------ MATERIAL PROVIDED

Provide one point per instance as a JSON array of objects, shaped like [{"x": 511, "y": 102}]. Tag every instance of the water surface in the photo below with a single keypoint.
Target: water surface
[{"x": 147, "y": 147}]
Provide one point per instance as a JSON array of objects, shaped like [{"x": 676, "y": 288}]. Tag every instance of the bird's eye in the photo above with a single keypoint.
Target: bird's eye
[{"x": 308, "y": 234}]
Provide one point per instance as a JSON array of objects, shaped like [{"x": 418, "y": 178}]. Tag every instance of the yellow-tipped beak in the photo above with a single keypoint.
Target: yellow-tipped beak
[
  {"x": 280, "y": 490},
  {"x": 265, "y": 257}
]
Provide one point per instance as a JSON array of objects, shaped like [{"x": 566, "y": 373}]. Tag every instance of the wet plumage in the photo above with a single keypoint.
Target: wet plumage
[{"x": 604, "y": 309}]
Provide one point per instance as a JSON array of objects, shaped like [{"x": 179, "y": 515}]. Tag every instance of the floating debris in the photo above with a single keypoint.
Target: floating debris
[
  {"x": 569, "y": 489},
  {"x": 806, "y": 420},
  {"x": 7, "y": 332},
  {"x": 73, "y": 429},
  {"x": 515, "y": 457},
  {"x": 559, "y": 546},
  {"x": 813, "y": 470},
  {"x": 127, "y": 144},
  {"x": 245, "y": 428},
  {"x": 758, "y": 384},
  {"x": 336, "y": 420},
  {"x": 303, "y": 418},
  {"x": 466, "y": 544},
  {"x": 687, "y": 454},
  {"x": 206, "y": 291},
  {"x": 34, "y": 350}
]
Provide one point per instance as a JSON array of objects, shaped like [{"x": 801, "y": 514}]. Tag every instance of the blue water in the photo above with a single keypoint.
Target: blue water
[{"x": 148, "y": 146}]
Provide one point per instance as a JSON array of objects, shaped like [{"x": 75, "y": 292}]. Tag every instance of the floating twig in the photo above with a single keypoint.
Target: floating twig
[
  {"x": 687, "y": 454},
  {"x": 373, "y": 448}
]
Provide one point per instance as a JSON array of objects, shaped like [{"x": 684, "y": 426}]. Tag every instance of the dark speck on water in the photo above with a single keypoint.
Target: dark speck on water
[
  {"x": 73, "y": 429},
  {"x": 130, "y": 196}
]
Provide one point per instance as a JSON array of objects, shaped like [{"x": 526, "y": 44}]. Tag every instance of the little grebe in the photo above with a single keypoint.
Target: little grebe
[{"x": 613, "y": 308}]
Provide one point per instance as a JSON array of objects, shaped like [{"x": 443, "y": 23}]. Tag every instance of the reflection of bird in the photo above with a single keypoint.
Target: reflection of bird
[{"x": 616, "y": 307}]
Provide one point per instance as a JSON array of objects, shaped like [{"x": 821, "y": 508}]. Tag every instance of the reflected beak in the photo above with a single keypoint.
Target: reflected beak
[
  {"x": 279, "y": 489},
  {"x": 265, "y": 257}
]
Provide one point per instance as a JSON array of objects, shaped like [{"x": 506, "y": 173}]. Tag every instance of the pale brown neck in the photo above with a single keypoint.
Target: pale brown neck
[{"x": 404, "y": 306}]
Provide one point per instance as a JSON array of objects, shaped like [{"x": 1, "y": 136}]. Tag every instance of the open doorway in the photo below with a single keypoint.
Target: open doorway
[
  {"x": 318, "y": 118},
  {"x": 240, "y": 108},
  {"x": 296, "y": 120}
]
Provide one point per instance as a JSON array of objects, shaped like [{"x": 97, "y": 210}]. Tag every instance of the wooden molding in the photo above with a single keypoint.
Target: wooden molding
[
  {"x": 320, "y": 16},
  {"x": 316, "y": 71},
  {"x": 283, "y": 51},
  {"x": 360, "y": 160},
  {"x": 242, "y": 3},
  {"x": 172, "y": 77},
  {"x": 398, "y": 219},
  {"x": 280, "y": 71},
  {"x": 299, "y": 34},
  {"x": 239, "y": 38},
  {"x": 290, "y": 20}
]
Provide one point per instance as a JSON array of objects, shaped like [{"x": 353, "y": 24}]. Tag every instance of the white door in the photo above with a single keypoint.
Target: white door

------------

*GOAL:* Copy the entries above word for word.

*SOLUTION TO THIS EXERCISE:*
Provide one point per instance as a JSON array of objects, shaped like [{"x": 511, "y": 102}]. Tag every instance of the water surface in the photo below with a single keypoint.
Target: water surface
[{"x": 147, "y": 147}]
Provide one point per instance as a JSON array of objects, shaped like [{"x": 676, "y": 288}]. Tag every instance of the bird's eye in the photo above with a single keypoint.
Target: bird's eye
[{"x": 308, "y": 234}]
Provide one point per instance as a JSON array of objects, shaped like [{"x": 418, "y": 178}]. Tag every instance of the yellow-tipped beak in the photo above with a single keypoint.
Target: yellow-tipped beak
[
  {"x": 280, "y": 490},
  {"x": 265, "y": 257}
]
Provide one point per instance as a JSON array of objects, shaped like [{"x": 566, "y": 373}]. Tag every instance of the wet plumage in the photo above with a single keypoint.
Target: wet plumage
[{"x": 604, "y": 309}]
Provide one point per instance as a JSON array of objects, shaped like [{"x": 179, "y": 515}]. Tag every instance of the floating debris in the photo above with a single keypoint.
Target: floating debris
[
  {"x": 569, "y": 489},
  {"x": 806, "y": 420},
  {"x": 7, "y": 332},
  {"x": 73, "y": 429},
  {"x": 515, "y": 457},
  {"x": 559, "y": 546},
  {"x": 813, "y": 470},
  {"x": 127, "y": 144},
  {"x": 245, "y": 428},
  {"x": 758, "y": 384},
  {"x": 336, "y": 420},
  {"x": 303, "y": 418},
  {"x": 466, "y": 544},
  {"x": 687, "y": 454},
  {"x": 206, "y": 291},
  {"x": 34, "y": 350}
]
Provide one point per instance as a JSON array of objects, shaped like [{"x": 801, "y": 514}]. Tag every instance of the blue water in the photo above with a single keypoint.
Target: blue water
[{"x": 148, "y": 146}]
Provide one point per instance as a JSON array of objects, shaped like [{"x": 75, "y": 292}]. Tag every instance of the floating twig in the photo above with a single keypoint.
Target: floating twig
[
  {"x": 687, "y": 454},
  {"x": 373, "y": 448}
]
Provide one point per instance as a JSON array of objects, shaped like [{"x": 684, "y": 426}]. Tag every instance of the dark speck on water in the photo above with a single keypoint.
Target: dark speck on water
[
  {"x": 73, "y": 429},
  {"x": 130, "y": 196}
]
Provide one point per instance as a JSON array of objects, shaped like [{"x": 526, "y": 44}]. Tag every instance of the little grebe in the photo above with a single keypoint.
Target: little grebe
[{"x": 613, "y": 308}]
Provide one point per instance as a JSON array of objects, shaped like [{"x": 443, "y": 23}]. Tag every instance of the reflection of bird in the photo above with a single keypoint.
Target: reflection of bird
[{"x": 616, "y": 307}]
Provide one point per instance as a JSON array of objects, shaped like [{"x": 821, "y": 508}]. Tag every instance of the reflected beak in the photo above with a single keypoint.
Target: reflected beak
[
  {"x": 279, "y": 489},
  {"x": 265, "y": 257}
]
Provide one point per instance as a JSON array of objects, shaped like [{"x": 506, "y": 173}]. Tag every instance of the pale brown neck in the photo above with a single keypoint.
Target: pale brown neck
[{"x": 404, "y": 306}]
Provide one point per instance as a JSON array of objects, shaped like [{"x": 1, "y": 136}]. Tag every instance of the open doorway in the photo below with a single keypoint.
Target: open doorway
[
  {"x": 318, "y": 118},
  {"x": 240, "y": 108},
  {"x": 296, "y": 120}
]
Provide one point per instance as a JSON array of objects, shaped like [{"x": 97, "y": 210}]. Tag every instance of the wooden molding in the photo above with a single keypoint.
Target: wooden molding
[
  {"x": 320, "y": 16},
  {"x": 316, "y": 71},
  {"x": 283, "y": 51},
  {"x": 360, "y": 160},
  {"x": 242, "y": 3},
  {"x": 172, "y": 77},
  {"x": 398, "y": 219},
  {"x": 280, "y": 71},
  {"x": 299, "y": 34},
  {"x": 239, "y": 38},
  {"x": 290, "y": 20}
]
Provide one point per instance as a JSON array of objects, shaped like [{"x": 353, "y": 24}]. Tag every instance of the white door in the photo above with a single keypoint.
Target: white door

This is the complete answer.